> _WHAT THE TASK ASKS_
Extract each line holding the word "below" from the entries.

[Image-grounded pointing data]
+++

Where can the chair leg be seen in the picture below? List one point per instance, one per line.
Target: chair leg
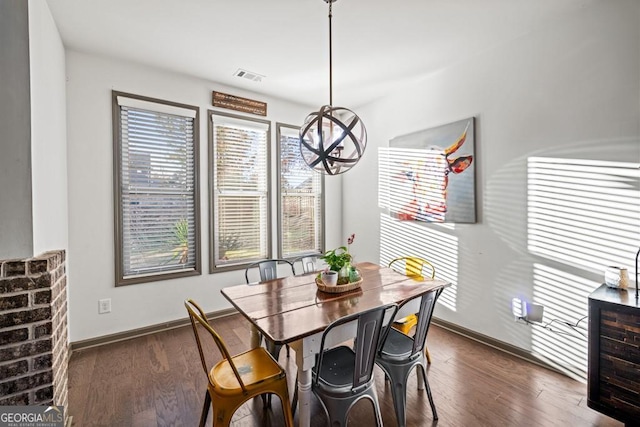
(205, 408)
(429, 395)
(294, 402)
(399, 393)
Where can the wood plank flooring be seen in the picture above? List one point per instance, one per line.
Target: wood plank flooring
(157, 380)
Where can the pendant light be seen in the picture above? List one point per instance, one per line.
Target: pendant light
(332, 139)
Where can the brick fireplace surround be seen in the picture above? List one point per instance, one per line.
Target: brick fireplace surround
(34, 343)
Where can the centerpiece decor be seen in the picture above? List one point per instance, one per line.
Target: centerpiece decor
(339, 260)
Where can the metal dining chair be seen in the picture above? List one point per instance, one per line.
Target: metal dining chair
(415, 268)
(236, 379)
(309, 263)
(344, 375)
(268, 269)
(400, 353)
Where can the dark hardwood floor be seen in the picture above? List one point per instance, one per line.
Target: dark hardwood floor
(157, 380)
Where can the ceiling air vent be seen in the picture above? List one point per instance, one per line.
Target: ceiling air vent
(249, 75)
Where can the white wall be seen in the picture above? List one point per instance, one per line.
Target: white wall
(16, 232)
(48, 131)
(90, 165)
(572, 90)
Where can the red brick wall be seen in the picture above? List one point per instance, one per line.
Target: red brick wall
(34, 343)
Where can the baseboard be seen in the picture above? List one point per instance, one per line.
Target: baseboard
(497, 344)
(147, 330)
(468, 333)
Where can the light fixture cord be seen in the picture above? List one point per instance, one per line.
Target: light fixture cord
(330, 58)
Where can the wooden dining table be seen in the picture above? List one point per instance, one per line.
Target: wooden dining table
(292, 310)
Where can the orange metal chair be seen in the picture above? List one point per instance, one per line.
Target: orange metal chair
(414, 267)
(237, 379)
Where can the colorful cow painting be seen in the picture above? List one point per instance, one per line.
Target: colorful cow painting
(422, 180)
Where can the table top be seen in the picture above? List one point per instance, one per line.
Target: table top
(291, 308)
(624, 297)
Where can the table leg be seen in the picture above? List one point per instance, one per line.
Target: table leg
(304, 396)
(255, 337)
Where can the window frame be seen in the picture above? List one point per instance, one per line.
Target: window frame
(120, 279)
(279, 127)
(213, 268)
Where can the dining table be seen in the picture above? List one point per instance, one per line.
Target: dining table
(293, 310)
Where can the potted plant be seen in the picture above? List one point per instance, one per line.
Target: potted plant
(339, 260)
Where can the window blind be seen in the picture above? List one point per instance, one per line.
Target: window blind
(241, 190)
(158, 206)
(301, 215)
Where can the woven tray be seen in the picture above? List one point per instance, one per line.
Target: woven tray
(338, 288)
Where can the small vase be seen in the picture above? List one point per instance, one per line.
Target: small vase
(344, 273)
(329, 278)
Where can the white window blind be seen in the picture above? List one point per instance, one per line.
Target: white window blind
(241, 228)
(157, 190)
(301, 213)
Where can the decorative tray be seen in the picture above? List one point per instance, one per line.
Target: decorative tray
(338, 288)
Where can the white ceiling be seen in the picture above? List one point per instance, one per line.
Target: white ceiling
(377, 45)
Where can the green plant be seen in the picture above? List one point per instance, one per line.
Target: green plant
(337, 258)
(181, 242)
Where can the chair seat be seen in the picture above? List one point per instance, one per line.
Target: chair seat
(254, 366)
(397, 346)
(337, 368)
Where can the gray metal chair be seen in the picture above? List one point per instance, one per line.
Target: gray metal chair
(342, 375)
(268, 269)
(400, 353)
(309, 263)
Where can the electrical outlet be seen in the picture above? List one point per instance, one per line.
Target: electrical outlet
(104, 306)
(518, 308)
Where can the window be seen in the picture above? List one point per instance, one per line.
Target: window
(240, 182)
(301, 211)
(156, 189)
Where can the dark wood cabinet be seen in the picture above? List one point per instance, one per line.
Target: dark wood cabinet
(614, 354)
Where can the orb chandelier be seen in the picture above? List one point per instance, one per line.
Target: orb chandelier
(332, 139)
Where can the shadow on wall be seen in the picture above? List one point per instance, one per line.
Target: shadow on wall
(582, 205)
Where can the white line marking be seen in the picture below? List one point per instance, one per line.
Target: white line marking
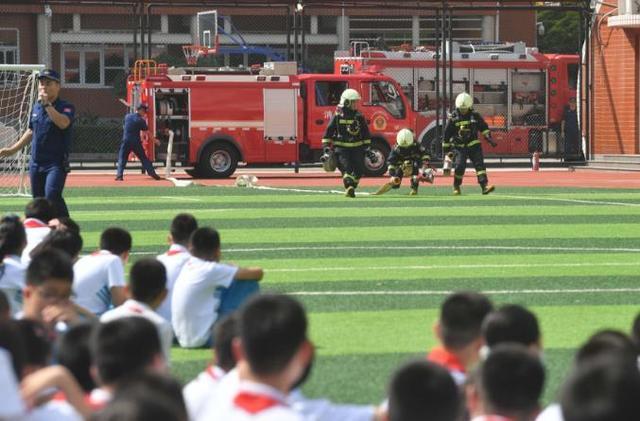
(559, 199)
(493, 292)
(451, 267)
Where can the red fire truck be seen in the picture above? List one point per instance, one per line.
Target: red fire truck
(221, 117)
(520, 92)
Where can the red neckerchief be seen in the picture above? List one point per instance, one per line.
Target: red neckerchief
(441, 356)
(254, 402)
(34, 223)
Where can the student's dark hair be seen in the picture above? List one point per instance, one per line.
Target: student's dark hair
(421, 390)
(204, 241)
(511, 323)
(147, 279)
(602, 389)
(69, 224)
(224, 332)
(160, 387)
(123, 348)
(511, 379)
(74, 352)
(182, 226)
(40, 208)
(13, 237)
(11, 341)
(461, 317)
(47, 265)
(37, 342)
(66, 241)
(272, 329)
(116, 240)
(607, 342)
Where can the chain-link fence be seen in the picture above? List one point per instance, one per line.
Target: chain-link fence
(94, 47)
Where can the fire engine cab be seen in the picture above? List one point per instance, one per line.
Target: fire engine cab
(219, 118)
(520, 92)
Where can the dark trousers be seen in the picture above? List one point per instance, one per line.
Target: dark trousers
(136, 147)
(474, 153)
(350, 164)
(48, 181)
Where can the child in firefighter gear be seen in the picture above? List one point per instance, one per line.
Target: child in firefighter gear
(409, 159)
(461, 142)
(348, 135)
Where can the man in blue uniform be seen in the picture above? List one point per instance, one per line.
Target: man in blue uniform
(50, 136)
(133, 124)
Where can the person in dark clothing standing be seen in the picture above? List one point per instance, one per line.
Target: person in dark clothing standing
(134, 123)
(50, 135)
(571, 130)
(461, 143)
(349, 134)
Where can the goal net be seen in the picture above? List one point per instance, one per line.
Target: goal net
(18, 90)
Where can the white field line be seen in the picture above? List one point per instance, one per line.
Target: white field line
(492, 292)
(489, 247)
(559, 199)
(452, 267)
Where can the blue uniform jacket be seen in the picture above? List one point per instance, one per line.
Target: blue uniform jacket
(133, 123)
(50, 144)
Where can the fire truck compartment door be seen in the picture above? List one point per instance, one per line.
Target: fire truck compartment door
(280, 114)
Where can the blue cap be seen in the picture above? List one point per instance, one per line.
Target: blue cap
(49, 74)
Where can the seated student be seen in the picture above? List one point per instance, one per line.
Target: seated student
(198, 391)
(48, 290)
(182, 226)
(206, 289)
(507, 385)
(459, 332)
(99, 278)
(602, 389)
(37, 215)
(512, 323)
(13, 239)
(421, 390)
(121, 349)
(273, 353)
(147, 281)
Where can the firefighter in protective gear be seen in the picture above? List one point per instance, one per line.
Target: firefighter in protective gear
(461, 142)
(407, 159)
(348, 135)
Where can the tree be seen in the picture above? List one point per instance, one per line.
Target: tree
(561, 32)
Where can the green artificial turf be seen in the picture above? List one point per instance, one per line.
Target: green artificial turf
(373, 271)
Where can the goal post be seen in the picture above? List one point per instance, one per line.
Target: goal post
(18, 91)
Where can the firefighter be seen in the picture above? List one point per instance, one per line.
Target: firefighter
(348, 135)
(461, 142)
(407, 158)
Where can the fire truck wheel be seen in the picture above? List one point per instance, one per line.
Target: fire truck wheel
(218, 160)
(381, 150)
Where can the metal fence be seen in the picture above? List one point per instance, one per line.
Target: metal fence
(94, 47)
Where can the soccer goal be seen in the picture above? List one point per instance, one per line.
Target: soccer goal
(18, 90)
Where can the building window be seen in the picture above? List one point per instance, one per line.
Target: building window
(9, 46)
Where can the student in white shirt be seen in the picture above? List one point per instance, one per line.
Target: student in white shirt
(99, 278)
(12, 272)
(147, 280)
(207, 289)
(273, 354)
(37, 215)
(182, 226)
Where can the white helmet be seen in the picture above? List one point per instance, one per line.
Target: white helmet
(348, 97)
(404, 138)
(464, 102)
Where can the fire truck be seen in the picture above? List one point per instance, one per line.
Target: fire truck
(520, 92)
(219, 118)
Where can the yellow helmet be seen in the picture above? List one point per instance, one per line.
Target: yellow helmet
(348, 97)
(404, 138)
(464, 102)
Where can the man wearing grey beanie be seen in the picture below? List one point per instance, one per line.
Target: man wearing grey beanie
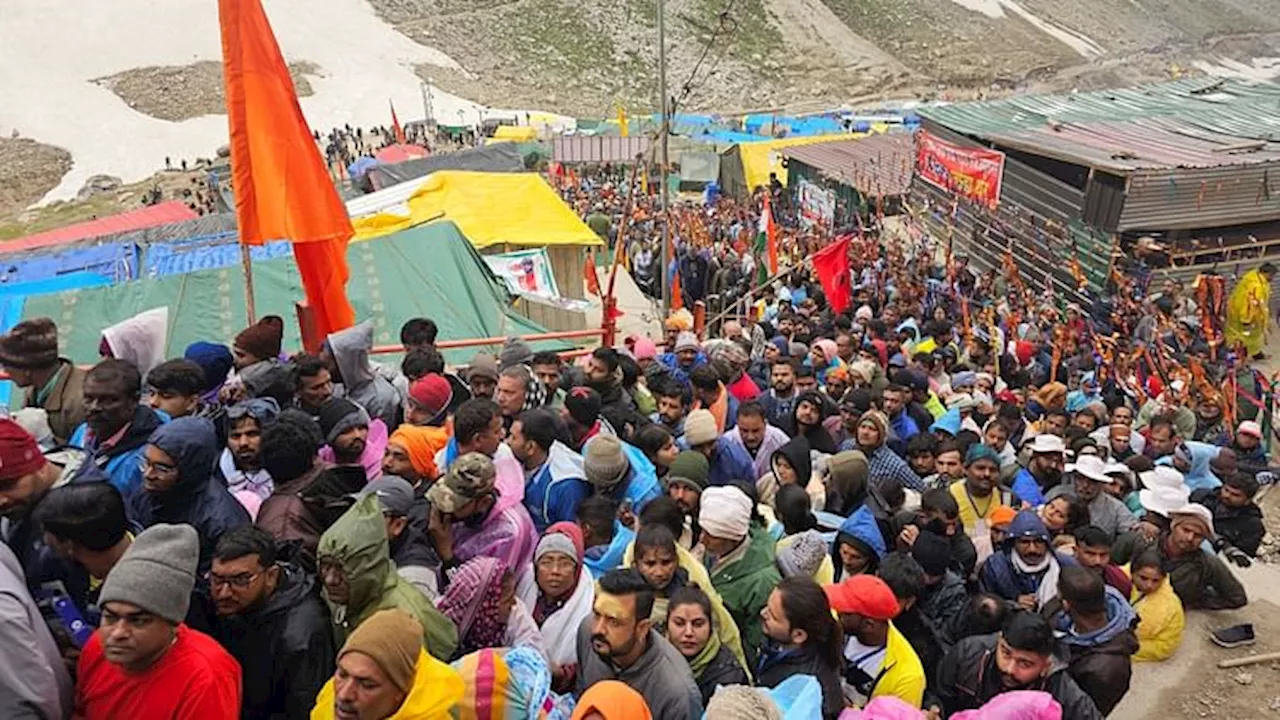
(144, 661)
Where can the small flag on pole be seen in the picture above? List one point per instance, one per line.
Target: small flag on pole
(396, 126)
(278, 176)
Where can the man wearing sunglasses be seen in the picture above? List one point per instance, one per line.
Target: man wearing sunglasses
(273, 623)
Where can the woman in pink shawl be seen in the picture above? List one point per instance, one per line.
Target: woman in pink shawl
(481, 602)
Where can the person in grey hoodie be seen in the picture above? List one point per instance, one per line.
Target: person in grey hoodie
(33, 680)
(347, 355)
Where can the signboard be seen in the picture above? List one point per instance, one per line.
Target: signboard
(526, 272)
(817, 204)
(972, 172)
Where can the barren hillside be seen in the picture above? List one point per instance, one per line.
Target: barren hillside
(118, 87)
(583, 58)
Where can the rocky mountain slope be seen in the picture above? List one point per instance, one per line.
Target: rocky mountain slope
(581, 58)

+++

> _RESPONSE_
Where can the chair leg be seen in the picture below? List one point per instance, one per line.
Where can the white line marking be seen in the picture below? List one point per instance, one per line.
Where can the man wearing grey beanie be seen in the picture below? List one point per instance, one per line.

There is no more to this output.